[Excerpt from a dataset]
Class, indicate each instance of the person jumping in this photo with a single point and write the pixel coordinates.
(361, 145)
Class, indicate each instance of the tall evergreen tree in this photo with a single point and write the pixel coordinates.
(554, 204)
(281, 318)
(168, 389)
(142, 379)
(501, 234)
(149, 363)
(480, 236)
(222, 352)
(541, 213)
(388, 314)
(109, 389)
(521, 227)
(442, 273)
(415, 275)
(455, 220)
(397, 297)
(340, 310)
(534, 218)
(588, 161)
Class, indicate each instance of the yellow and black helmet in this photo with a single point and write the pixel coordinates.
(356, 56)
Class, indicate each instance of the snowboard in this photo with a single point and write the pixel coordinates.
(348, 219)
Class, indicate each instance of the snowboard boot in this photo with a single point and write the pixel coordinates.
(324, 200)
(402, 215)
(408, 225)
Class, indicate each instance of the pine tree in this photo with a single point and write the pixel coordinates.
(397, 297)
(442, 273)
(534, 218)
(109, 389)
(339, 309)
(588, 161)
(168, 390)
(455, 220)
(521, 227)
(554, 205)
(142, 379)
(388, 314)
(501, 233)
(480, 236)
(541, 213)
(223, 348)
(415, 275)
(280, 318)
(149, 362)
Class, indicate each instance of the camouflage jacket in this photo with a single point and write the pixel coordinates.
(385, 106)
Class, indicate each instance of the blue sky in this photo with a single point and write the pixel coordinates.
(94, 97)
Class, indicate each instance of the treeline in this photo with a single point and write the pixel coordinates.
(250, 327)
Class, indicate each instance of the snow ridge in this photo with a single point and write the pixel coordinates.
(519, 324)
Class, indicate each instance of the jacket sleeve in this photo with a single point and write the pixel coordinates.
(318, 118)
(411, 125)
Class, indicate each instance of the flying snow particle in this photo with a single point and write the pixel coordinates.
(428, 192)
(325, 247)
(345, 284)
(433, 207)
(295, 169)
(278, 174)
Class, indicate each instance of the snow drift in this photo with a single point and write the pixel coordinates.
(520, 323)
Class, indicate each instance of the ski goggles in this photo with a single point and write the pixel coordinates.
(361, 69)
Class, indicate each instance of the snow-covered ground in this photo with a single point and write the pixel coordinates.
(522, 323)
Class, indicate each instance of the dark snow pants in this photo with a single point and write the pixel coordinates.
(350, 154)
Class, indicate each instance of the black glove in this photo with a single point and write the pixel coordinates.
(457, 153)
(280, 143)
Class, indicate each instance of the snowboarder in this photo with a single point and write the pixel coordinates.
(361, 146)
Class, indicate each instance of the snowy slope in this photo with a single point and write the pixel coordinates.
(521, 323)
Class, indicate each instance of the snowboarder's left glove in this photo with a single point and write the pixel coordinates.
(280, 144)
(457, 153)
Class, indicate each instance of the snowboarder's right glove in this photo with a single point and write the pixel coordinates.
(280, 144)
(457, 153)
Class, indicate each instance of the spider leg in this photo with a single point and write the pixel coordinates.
...
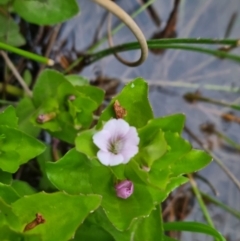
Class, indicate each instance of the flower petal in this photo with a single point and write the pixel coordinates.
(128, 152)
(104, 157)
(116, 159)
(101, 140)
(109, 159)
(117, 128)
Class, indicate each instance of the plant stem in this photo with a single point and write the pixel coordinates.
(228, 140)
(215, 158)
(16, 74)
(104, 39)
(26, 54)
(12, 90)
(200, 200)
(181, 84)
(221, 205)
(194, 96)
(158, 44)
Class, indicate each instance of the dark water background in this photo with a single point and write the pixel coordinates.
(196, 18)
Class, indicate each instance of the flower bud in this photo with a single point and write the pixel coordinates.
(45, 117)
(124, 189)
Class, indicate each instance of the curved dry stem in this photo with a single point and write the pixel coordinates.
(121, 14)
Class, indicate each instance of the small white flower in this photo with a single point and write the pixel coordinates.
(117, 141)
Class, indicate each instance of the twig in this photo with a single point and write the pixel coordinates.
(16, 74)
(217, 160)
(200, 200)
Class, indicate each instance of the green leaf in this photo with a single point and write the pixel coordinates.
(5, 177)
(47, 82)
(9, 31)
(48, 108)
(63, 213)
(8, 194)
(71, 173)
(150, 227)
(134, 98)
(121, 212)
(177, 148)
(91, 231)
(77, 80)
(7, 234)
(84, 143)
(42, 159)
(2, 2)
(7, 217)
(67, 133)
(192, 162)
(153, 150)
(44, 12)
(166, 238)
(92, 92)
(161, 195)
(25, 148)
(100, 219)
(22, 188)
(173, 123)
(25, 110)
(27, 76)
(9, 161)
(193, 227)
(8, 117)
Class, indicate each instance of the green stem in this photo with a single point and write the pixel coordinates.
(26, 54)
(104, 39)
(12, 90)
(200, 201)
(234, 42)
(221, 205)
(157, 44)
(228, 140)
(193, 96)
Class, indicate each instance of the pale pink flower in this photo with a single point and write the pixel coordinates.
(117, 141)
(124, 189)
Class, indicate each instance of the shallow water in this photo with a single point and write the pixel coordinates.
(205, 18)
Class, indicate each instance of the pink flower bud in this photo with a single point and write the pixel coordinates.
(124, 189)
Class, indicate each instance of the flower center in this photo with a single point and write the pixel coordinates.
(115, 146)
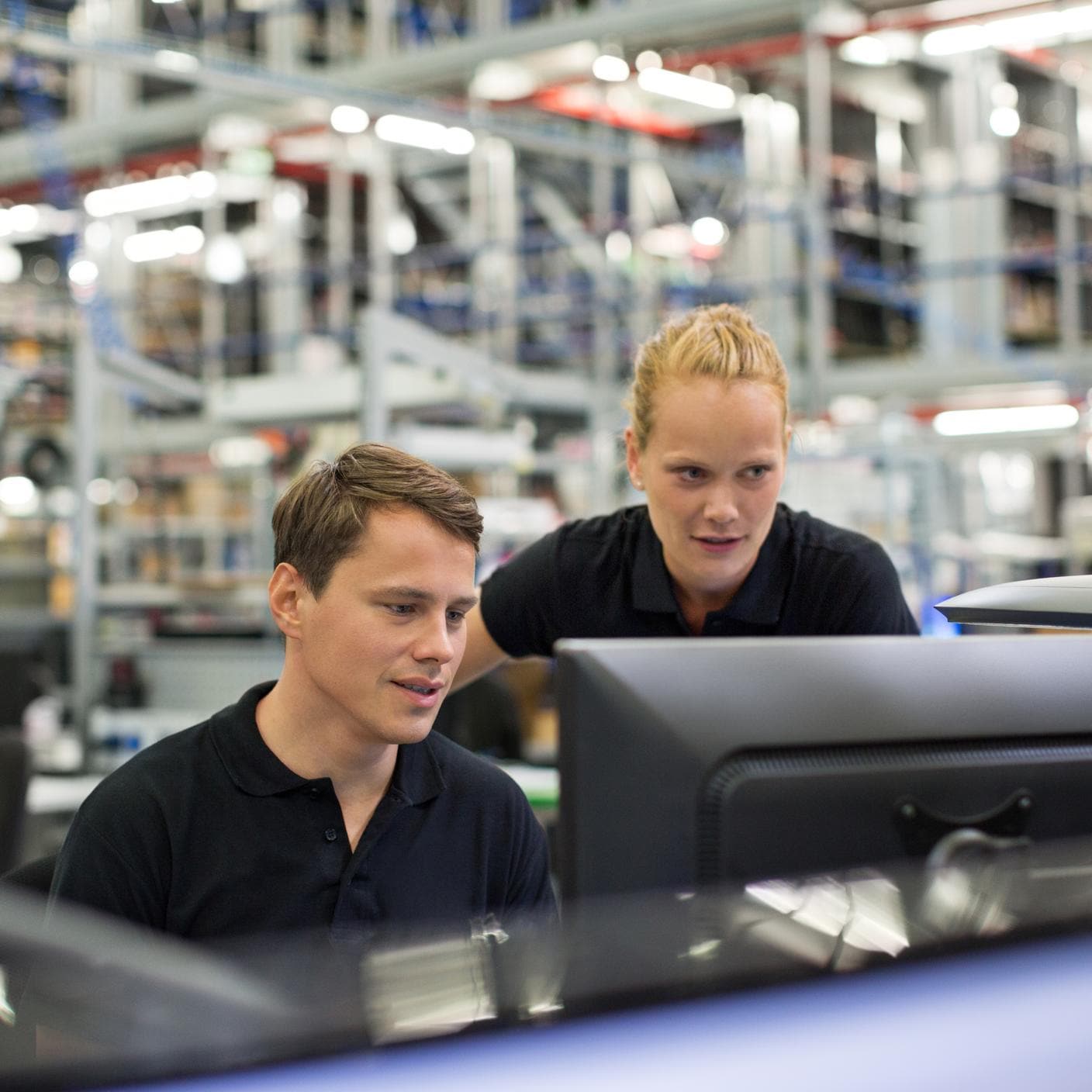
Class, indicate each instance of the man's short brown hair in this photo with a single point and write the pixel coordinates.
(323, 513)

◆ **GOAL**: Locate each line in the listing above that contains the string "jacket", treating uppercase and lowercase as different, and copy those lines out.

◆ **SOLUTION TO THIS PROBLEM**:
Class, indicate each instance of the camouflage jacket in this photo with a single point and write the pixel coordinates.
Class, indicate each instance of the jacket sleeve in this photo with a single point and write the pixel coordinates.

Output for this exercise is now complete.